-- Opening Marker --

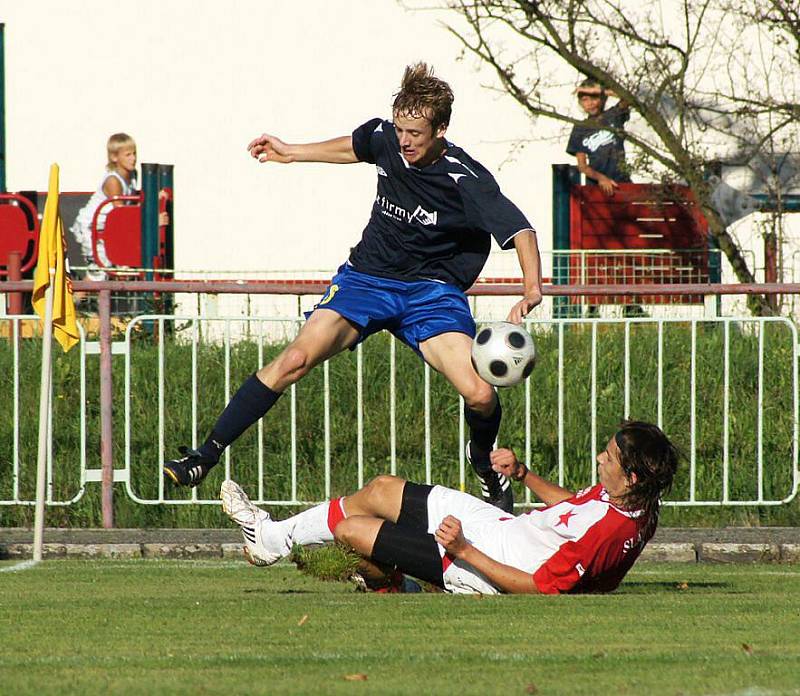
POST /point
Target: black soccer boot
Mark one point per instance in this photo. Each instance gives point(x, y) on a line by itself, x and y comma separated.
point(188, 470)
point(495, 488)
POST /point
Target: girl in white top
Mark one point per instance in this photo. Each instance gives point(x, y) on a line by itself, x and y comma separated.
point(118, 180)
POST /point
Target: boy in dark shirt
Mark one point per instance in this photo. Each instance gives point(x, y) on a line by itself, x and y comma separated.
point(428, 236)
point(600, 152)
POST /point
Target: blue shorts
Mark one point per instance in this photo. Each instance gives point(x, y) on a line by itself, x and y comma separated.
point(414, 311)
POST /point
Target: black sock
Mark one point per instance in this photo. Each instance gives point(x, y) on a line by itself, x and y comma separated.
point(247, 406)
point(482, 434)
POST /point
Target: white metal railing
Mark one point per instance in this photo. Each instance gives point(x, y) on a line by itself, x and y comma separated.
point(742, 453)
point(667, 385)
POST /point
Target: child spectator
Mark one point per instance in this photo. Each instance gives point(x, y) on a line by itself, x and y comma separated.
point(600, 152)
point(118, 180)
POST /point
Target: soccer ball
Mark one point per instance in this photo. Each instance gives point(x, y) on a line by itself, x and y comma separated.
point(503, 354)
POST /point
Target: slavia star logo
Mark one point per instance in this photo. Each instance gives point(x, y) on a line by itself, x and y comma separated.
point(564, 519)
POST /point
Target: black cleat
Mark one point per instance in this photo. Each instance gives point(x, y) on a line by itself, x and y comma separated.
point(495, 488)
point(190, 469)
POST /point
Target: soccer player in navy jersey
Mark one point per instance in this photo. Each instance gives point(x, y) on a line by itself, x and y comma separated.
point(427, 239)
point(580, 542)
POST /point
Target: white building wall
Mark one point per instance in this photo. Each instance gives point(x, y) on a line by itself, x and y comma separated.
point(195, 80)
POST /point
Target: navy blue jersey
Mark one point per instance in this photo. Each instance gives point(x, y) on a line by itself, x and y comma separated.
point(432, 223)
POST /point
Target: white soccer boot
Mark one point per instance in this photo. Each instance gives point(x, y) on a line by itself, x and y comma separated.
point(253, 522)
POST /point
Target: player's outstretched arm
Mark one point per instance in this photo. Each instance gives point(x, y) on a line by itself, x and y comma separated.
point(504, 577)
point(606, 184)
point(505, 462)
point(268, 148)
point(528, 254)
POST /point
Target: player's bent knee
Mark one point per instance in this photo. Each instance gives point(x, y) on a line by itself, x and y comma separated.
point(383, 486)
point(480, 396)
point(294, 361)
point(350, 531)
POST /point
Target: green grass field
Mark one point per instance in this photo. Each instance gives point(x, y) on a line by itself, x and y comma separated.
point(112, 627)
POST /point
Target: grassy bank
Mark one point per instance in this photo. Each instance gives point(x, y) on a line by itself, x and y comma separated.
point(152, 627)
point(572, 388)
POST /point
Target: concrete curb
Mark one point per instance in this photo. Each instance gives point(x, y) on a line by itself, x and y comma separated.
point(677, 552)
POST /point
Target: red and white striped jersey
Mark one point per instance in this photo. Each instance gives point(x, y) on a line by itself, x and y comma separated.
point(582, 544)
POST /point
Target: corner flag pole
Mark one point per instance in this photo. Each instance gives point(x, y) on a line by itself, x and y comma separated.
point(44, 416)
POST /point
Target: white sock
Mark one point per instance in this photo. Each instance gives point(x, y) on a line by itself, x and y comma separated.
point(308, 527)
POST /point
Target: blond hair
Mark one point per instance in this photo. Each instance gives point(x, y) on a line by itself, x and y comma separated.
point(117, 142)
point(422, 94)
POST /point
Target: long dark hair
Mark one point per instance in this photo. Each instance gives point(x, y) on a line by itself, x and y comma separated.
point(423, 94)
point(647, 452)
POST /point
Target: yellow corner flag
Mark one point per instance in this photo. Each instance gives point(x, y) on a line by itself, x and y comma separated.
point(52, 248)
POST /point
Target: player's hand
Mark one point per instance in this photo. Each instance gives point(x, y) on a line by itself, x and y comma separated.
point(268, 148)
point(521, 310)
point(451, 537)
point(608, 186)
point(505, 462)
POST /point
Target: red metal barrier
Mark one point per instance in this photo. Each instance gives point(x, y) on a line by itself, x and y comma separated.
point(638, 217)
point(121, 234)
point(19, 231)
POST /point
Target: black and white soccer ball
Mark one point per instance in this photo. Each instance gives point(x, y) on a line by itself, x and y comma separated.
point(503, 353)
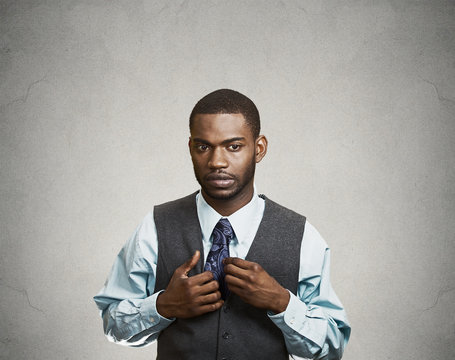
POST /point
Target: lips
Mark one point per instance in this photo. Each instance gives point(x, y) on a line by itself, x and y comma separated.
point(219, 180)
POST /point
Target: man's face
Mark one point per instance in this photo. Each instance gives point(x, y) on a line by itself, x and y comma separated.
point(224, 155)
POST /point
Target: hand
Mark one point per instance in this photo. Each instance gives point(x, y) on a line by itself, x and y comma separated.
point(254, 285)
point(187, 297)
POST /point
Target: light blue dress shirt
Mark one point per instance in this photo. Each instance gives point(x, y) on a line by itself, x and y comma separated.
point(313, 324)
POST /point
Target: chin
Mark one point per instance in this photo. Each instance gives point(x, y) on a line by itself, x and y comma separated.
point(222, 194)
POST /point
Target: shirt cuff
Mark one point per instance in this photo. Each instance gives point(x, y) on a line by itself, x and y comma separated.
point(295, 320)
point(150, 313)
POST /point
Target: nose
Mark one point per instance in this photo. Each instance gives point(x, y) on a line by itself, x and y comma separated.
point(217, 159)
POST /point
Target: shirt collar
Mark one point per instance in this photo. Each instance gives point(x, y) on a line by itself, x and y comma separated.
point(240, 220)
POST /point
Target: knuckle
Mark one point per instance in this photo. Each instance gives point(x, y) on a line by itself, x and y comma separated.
point(256, 267)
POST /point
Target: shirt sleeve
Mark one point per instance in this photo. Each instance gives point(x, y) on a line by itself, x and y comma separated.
point(314, 324)
point(127, 301)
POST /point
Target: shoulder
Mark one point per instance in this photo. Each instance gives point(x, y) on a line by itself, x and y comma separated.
point(184, 202)
point(281, 211)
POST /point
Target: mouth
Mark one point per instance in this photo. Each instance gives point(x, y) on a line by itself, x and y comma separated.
point(219, 180)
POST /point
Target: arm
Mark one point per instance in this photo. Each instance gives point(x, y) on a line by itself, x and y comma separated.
point(313, 323)
point(131, 316)
point(126, 302)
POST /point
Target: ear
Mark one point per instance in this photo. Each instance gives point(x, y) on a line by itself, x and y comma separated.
point(261, 147)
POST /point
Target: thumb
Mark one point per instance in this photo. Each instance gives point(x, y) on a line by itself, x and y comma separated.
point(185, 268)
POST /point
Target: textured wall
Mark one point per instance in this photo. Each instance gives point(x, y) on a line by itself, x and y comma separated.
point(358, 102)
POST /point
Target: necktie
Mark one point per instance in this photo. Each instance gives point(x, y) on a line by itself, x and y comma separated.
point(222, 235)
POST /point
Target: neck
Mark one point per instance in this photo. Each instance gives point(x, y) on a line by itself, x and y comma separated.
point(227, 207)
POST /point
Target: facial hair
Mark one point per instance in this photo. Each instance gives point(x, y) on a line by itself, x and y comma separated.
point(239, 184)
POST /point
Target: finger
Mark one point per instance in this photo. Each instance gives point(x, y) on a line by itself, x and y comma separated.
point(211, 307)
point(185, 268)
point(238, 272)
point(244, 264)
point(210, 298)
point(232, 282)
point(208, 288)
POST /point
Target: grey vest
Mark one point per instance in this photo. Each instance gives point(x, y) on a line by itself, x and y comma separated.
point(238, 330)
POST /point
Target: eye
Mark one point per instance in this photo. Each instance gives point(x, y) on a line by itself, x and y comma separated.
point(202, 147)
point(234, 147)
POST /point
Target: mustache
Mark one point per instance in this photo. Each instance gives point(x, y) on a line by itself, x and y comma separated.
point(219, 176)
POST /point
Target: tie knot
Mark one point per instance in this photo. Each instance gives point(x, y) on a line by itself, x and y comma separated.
point(223, 232)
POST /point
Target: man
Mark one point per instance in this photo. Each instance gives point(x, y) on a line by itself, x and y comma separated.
point(225, 273)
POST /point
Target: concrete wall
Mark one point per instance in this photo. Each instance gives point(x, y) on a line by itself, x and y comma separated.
point(358, 102)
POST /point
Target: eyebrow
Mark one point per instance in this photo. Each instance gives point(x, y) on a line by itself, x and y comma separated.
point(224, 142)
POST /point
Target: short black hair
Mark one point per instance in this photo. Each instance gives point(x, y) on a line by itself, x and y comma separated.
point(226, 101)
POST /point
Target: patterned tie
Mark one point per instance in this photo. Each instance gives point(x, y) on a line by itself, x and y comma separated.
point(222, 235)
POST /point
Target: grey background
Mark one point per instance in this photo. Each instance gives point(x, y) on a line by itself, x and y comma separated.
point(357, 99)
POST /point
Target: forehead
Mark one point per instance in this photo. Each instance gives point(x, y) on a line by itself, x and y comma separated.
point(219, 126)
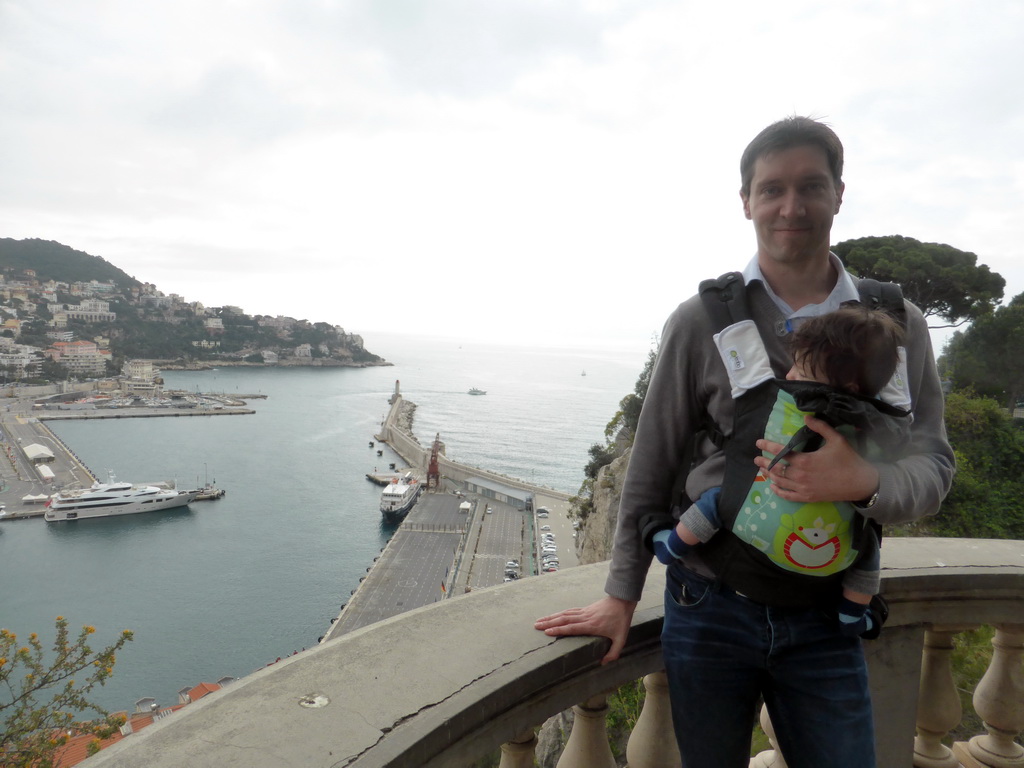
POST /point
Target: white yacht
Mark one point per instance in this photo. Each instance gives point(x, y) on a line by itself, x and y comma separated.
point(112, 499)
point(399, 496)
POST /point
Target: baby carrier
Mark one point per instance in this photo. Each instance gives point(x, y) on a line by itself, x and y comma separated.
point(772, 550)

-- Closing Marker --

• Work instructions:
Show every line above in which the word "white" occurs.

• Written answer:
Target: girl in white top
Target: white metal railing
Target: white building wall
Target: white soccer boot
Target: red and white striped jersey
Target: white sock
Target: black and white soccer ball
Target: white yacht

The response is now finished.